What is asked →
Look below for the line with "If you would be willing to indicate the pink bud". Extract that line and each one after it through the last, word for word.

Dataset entries:
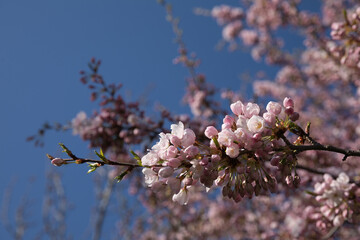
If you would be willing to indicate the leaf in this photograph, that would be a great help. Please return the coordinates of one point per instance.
(101, 156)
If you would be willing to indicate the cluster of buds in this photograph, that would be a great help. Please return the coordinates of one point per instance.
(338, 202)
(235, 159)
(347, 32)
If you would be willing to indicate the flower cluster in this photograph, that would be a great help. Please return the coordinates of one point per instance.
(337, 200)
(235, 158)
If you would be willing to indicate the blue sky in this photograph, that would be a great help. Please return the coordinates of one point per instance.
(44, 44)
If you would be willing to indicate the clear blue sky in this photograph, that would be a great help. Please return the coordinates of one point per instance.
(43, 46)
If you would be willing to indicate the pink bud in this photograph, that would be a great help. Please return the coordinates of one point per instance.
(289, 111)
(210, 132)
(174, 162)
(191, 151)
(166, 172)
(294, 116)
(175, 140)
(228, 120)
(288, 102)
(269, 118)
(57, 162)
(274, 108)
(251, 109)
(237, 107)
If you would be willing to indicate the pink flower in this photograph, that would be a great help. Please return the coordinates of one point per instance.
(237, 108)
(150, 159)
(166, 172)
(174, 162)
(274, 108)
(251, 109)
(57, 162)
(256, 124)
(226, 137)
(269, 118)
(211, 132)
(232, 151)
(188, 138)
(288, 102)
(181, 197)
(150, 176)
(171, 152)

Problem solution →
If you would be willing to indicate the pink bud in this photograph, that would be a great help. Please return the coordinates of one point per instance.
(289, 111)
(210, 132)
(174, 162)
(191, 151)
(166, 172)
(294, 116)
(175, 140)
(228, 120)
(288, 102)
(269, 118)
(57, 162)
(274, 108)
(251, 109)
(237, 107)
If you would be willing to indicate the pink flower in this photograph, that would be a great help. Please return the coordinates of one point per instance.
(237, 108)
(150, 159)
(166, 172)
(174, 162)
(274, 108)
(251, 109)
(57, 162)
(256, 124)
(226, 137)
(269, 118)
(211, 132)
(232, 151)
(188, 138)
(288, 102)
(181, 197)
(150, 176)
(171, 152)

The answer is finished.